- TASK
Copy out every entry that follows, without a single picture.
======== THE DATA
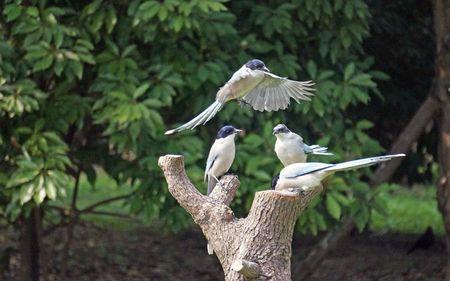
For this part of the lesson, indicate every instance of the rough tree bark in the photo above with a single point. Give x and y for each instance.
(441, 16)
(29, 246)
(257, 247)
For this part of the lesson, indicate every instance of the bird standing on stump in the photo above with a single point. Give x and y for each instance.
(300, 176)
(290, 147)
(220, 159)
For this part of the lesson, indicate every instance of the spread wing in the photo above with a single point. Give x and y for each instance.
(274, 93)
(300, 169)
================
- ANSWER TO THE EXERCISE
For this part of the lesson, indicate every instance of the rough tree bark in the photo above with a single point. Give x and y for each instance.
(441, 16)
(29, 246)
(257, 247)
For this part of the lesson, indicate every instance of the bird standing on stump in the photo above with a single point. Give x and y for each instance.
(300, 176)
(290, 147)
(220, 159)
For this part of the lesson, indicate every instance of the spread wing in the photo above with a single point. Give x and y for each instance.
(274, 93)
(300, 169)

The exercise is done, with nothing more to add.